_Task item_:
Beneath this task is a listing; retype all of it exactly.

_Dataset_:
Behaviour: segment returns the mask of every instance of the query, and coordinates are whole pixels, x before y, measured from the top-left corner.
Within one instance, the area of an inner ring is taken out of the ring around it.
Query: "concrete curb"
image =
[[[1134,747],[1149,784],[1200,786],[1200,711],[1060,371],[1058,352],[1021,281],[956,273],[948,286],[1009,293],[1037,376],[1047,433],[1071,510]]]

_Task response_:
Behaviour: segment returns the mask of every instance of the query, and coordinates are whole pixels, x before y, measured from the top-left corner.
Within one instance, the area of an inner ring is taken out of the ring around it.
Query: "concrete curb"
image =
[[[1134,747],[1149,784],[1200,786],[1200,711],[1060,371],[1058,352],[1021,281],[956,273],[948,286],[1009,293],[1037,376],[1047,433],[1071,510]]]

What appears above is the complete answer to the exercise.